To be done -
Print the range of lines that opens with the line containing "outline tree trunk" and closes with the last line of the listing. Include both ends; print nothing more.

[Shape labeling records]
________________________________________
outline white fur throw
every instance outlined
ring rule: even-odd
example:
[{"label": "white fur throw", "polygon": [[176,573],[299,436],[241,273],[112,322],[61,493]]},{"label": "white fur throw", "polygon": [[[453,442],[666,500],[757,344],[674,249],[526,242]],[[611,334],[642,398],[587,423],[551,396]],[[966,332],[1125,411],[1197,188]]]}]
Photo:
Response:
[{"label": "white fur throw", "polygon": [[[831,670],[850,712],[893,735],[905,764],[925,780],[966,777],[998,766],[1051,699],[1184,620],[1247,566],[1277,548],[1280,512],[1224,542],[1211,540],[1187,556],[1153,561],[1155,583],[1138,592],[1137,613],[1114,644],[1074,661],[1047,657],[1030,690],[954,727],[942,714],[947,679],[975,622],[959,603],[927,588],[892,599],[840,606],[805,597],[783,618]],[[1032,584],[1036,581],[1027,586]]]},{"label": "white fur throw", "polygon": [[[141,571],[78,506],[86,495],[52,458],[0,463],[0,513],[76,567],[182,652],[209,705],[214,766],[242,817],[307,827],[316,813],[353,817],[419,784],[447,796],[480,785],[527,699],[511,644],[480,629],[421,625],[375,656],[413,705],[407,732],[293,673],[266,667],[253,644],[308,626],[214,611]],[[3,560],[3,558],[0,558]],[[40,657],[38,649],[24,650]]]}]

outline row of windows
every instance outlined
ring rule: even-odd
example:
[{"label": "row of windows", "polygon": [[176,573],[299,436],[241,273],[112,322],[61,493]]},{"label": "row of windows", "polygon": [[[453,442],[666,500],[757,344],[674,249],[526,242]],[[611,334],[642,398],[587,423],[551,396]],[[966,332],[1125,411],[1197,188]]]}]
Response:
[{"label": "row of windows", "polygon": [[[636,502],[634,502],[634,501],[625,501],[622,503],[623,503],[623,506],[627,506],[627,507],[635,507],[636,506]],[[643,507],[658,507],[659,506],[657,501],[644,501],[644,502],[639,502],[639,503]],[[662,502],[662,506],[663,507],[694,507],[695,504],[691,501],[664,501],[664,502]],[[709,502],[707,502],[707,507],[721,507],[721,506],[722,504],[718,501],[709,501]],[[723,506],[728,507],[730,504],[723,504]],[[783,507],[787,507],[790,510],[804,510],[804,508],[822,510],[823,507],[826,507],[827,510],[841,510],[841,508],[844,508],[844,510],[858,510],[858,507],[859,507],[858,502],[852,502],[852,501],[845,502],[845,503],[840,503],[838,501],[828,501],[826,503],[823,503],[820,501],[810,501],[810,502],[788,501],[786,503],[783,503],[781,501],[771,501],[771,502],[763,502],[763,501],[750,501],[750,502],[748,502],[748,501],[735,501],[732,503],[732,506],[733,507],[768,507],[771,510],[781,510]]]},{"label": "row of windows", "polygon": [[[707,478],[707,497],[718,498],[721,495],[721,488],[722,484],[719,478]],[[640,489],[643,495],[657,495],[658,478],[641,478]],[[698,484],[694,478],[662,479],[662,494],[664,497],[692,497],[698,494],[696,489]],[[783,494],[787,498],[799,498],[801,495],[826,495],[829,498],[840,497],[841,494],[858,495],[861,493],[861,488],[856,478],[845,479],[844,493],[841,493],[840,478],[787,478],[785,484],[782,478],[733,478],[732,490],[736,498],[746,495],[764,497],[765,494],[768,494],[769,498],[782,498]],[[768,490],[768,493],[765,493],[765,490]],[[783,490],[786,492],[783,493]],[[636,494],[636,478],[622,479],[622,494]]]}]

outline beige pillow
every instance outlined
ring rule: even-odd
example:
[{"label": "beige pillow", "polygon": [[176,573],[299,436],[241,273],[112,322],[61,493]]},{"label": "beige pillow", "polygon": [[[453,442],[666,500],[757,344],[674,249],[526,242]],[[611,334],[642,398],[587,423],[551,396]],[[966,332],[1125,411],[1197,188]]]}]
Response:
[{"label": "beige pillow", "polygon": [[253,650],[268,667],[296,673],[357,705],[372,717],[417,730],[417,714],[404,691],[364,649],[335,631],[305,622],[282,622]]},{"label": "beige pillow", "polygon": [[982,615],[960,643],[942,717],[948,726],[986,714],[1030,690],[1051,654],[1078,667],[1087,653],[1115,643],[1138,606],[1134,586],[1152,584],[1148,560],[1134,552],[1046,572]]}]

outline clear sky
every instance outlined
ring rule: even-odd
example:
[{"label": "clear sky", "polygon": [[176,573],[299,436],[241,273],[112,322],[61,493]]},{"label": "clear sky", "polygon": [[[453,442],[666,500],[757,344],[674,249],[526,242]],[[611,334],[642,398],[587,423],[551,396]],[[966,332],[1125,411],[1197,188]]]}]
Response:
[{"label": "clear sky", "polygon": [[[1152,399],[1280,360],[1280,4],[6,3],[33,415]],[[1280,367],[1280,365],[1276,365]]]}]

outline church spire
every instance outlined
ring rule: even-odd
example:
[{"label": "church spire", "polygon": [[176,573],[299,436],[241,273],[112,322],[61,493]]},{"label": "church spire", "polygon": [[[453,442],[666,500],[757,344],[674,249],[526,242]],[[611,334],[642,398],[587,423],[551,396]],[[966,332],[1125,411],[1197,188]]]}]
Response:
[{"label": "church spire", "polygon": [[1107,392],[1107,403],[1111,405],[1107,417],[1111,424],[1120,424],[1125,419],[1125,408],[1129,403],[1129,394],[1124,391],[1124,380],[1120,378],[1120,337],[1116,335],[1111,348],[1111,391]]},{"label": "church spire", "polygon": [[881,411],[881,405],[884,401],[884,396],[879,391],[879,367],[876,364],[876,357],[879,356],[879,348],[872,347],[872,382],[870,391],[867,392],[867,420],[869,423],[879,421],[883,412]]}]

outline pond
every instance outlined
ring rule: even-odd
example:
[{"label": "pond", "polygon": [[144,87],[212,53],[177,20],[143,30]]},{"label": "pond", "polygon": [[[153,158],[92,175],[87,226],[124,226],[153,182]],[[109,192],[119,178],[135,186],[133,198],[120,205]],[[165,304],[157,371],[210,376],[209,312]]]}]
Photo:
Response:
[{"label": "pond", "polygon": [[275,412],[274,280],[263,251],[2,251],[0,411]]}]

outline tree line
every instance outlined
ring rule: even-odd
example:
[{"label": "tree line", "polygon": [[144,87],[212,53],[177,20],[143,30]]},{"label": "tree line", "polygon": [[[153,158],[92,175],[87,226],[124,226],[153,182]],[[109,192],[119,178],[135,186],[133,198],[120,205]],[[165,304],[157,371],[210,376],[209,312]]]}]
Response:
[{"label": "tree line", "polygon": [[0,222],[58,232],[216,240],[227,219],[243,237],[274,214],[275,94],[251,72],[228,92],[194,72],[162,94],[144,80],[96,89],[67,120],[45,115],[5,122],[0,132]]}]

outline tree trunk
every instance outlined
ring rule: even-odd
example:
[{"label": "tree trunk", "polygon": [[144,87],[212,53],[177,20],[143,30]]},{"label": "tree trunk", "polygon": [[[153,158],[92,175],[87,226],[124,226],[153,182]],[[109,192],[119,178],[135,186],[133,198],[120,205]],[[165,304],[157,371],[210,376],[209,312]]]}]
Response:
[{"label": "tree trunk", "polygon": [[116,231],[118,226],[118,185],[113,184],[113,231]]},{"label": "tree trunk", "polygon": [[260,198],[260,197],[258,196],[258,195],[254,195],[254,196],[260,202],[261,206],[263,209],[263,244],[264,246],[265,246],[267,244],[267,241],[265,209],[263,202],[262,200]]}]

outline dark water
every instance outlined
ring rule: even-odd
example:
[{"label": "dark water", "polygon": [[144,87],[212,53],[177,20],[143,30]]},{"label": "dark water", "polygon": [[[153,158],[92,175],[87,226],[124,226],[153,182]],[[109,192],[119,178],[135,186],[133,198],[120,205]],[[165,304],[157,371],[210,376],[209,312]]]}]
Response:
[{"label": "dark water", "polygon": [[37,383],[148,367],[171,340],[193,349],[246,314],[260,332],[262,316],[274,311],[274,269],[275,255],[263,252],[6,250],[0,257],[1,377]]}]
________________________________________
Response to the exercise -
outline tree trunk
every instance outlined
ring rule: even-odd
example:
[{"label": "tree trunk", "polygon": [[144,87],[212,53],[177,20],[143,30]]},{"label": "tree trunk", "polygon": [[[153,158],[92,175],[87,226],[124,226],[153,182]],[[109,192],[119,178],[135,186],[133,198],[120,205]],[[165,304],[157,371],[210,376],[209,312]]]}]
Response:
[{"label": "tree trunk", "polygon": [[116,231],[118,226],[118,185],[113,184],[113,231]]},{"label": "tree trunk", "polygon": [[260,198],[260,197],[258,196],[258,195],[254,195],[254,196],[260,202],[261,206],[263,209],[263,244],[264,246],[265,246],[267,244],[267,241],[265,209],[263,202],[262,200]]}]

outline dark water
every instance outlined
ring rule: even-odd
example:
[{"label": "dark water", "polygon": [[144,87],[212,53],[177,20],[143,30]]},{"label": "dark water", "polygon": [[[153,158],[92,175],[87,226],[124,226],[153,182]],[[109,192],[119,178],[135,186],[133,198],[120,205]],[[165,304],[157,371],[210,376],[209,312]]]}]
Response:
[{"label": "dark water", "polygon": [[37,383],[148,367],[171,340],[193,349],[246,314],[260,332],[262,316],[274,311],[274,269],[275,255],[263,252],[6,250],[0,257],[1,377]]}]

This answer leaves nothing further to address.